Brief
Images embedded in the records are excluded; print everything else exactly as given.

[Point placement records]

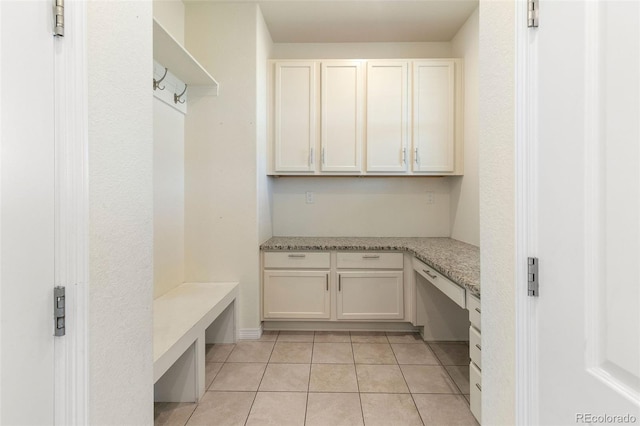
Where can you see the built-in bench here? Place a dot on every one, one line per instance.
(184, 320)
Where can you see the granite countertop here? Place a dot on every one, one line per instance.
(458, 261)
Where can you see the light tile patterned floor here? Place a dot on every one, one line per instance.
(330, 379)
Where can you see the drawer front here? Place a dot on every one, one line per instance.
(448, 287)
(475, 384)
(297, 259)
(473, 305)
(475, 347)
(369, 260)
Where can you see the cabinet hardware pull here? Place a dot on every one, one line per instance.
(430, 274)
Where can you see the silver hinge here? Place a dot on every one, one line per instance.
(59, 18)
(58, 311)
(532, 276)
(532, 13)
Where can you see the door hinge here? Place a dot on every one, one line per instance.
(59, 18)
(532, 13)
(59, 311)
(532, 276)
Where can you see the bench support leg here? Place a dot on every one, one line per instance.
(223, 329)
(179, 383)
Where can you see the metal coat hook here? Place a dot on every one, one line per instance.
(176, 97)
(156, 83)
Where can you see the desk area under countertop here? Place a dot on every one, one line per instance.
(458, 261)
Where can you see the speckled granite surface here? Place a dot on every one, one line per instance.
(458, 261)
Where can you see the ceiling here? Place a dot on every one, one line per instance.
(343, 21)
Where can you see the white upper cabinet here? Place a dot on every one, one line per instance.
(294, 117)
(434, 123)
(387, 118)
(341, 102)
(366, 117)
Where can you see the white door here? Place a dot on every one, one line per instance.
(26, 213)
(295, 116)
(342, 99)
(387, 116)
(434, 115)
(588, 212)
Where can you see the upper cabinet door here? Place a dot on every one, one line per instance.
(387, 117)
(295, 116)
(342, 122)
(434, 121)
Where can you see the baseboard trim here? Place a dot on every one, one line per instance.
(250, 333)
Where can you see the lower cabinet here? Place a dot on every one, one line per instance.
(296, 294)
(370, 295)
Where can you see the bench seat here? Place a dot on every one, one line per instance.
(184, 320)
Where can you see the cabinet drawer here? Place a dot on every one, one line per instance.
(369, 260)
(298, 259)
(475, 347)
(473, 305)
(475, 385)
(448, 287)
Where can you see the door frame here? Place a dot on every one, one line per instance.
(526, 163)
(71, 375)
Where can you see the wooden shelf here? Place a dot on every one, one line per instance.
(171, 54)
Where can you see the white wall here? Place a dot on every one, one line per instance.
(465, 190)
(361, 50)
(168, 197)
(170, 14)
(221, 195)
(350, 206)
(264, 48)
(119, 45)
(497, 209)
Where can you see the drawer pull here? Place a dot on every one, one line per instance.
(434, 276)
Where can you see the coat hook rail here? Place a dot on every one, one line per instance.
(156, 83)
(178, 98)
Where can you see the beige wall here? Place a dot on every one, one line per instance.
(264, 48)
(221, 195)
(168, 197)
(170, 14)
(351, 206)
(465, 191)
(120, 157)
(361, 206)
(497, 209)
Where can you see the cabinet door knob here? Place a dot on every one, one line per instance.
(434, 276)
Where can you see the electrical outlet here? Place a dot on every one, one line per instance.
(431, 198)
(309, 197)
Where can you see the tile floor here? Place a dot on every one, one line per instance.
(330, 379)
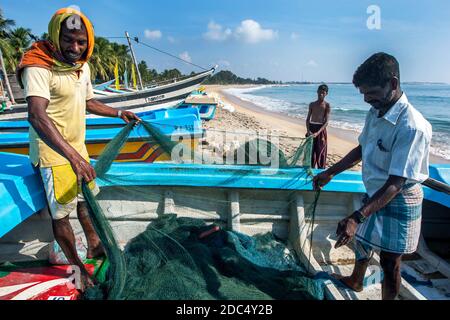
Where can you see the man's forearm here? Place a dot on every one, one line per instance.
(322, 128)
(383, 196)
(48, 132)
(96, 107)
(350, 160)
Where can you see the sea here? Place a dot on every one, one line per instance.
(348, 109)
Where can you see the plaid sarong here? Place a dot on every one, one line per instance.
(396, 227)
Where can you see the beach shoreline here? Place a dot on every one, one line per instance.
(340, 141)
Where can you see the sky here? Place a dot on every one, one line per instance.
(287, 40)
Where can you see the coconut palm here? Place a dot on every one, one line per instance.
(5, 25)
(6, 48)
(19, 40)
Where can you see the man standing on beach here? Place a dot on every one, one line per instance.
(56, 80)
(316, 126)
(394, 149)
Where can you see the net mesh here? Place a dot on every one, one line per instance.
(155, 253)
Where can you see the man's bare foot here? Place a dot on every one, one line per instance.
(349, 282)
(95, 251)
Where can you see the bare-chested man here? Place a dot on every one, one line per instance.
(316, 125)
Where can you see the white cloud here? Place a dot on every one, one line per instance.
(185, 56)
(294, 36)
(312, 63)
(251, 31)
(216, 32)
(153, 34)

Written reply
Where can you see the built-in bench here? Place a dot on every one, one line per instance.
(184, 320)
Where can you see the granite countertop here? Place a dot on every one, one line per instance.
(458, 261)
Where can you see the light tile patterned floor here? Place a dot on every one, one line per instance.
(330, 379)
Where can you see the drawer front here? Place a dot on every one, one line per instance.
(448, 287)
(475, 384)
(297, 259)
(473, 305)
(475, 347)
(369, 260)
Where can you see the cabinet hardware pull here? Place a dot on every one, one line per instance.
(430, 274)
Where can you see the silver hinge here? Place a dot on every one, one line per instance.
(59, 18)
(58, 311)
(532, 276)
(532, 13)
Where can you see the door hinge here? Place a dot on every one, one line per instance.
(59, 18)
(532, 13)
(59, 311)
(532, 276)
Where can you see the bench support leg here? Place a dot on every one, one line per instance.
(223, 329)
(179, 383)
Where can you see the metal coat hook here? Place a dot on every one, one line per instance.
(176, 97)
(156, 83)
Where can you see the desk area under countertop here? Place a dot on every one, one line per instance.
(458, 261)
Where can you see the speckled granite surface here? Place a dot on every one, one line per instance.
(458, 261)
Where can you see the ceiling here? Place a dot on every one, one line per instance.
(343, 21)
Where can you see the white upper cabinet here? Place a dot on every one, one line per instance.
(294, 117)
(434, 123)
(387, 118)
(341, 102)
(366, 117)
Where can you see the white door here? Place a dot on every one, one line per instance.
(26, 213)
(295, 116)
(342, 99)
(387, 116)
(434, 115)
(588, 212)
Where can you see the upper cabinet door here? Place a dot on every one, one line per instance.
(387, 117)
(295, 116)
(342, 122)
(434, 121)
Where can you see the baseboard trim here? Place a dot on every one, one line per instance.
(250, 333)
Where can you see the lower cabinet here? Place a dot on every one, one line per instance.
(296, 294)
(370, 295)
Where can you see the bench seat here? Place a dot on every one, one line per instance.
(184, 320)
Where can you see the cabinet drawer here? Place a dot on every one, one line per instance.
(369, 260)
(298, 259)
(475, 347)
(473, 305)
(475, 385)
(448, 287)
Where can you see the door frame here? Place a dot on every one, one line per instance.
(526, 163)
(71, 375)
Where can you see the wooden shelf here? Place a dot on every one, one line per instance.
(171, 54)
Where can you see the white wall here? Place a dot on every one, one line per instance.
(465, 190)
(361, 50)
(168, 197)
(170, 14)
(221, 195)
(350, 206)
(264, 48)
(119, 45)
(497, 209)
Where can you see the drawer pull here? Place a dot on every one, one line per instance.
(434, 276)
Where can you see the coat hook rail here? Place a dot on every one, one line per instance.
(156, 83)
(178, 98)
Where can you see the beige wall here? Place a dot on every one, one line per instance.
(264, 48)
(221, 195)
(168, 197)
(170, 14)
(351, 206)
(465, 191)
(120, 157)
(361, 206)
(497, 209)
Where can you see the cabinet door knob here? Place a dot on every one, one line per instance.
(434, 276)
Where can you see the electrical outlet here? Place a dot on every one, one line per instance.
(431, 198)
(309, 197)
Where can you see the tile floor here? Place a dot on every one, one line per instance.
(330, 379)
Where can you see the man's forearm here? Place a dot on every one, one line per instance.
(322, 128)
(383, 196)
(48, 132)
(96, 107)
(350, 160)
Where can you see the sea here? Place a dot on every one, one line per instance.
(348, 109)
Where can you see the plaid sarong here? Place a dot on every one, one line per instance.
(396, 227)
Where can you see the beach shoreline here? Place a dot on every one, one line per instance.
(340, 141)
Where can you see the sky here? Place a dot on every one, one line per instance.
(287, 40)
Where can you see the coconut palm here? Place a dot on every one, one line per instance.
(5, 25)
(6, 48)
(19, 40)
Where can you see the man standing on beach here? Place a dot on every one, one line per instance.
(56, 80)
(316, 126)
(394, 149)
Where can you see the net mesh here? Place a dot on every one, one line per instance.
(155, 253)
Where can you see the man's bare foot here? Place a dot on every one, one line per instance.
(349, 282)
(95, 251)
Where can you see the bare-chested man here? Place a dot on every one, one line per instance.
(316, 125)
Where can you see the white cloud here? Place a dot on every one, one line per instance.
(185, 56)
(294, 36)
(312, 63)
(251, 31)
(216, 32)
(153, 34)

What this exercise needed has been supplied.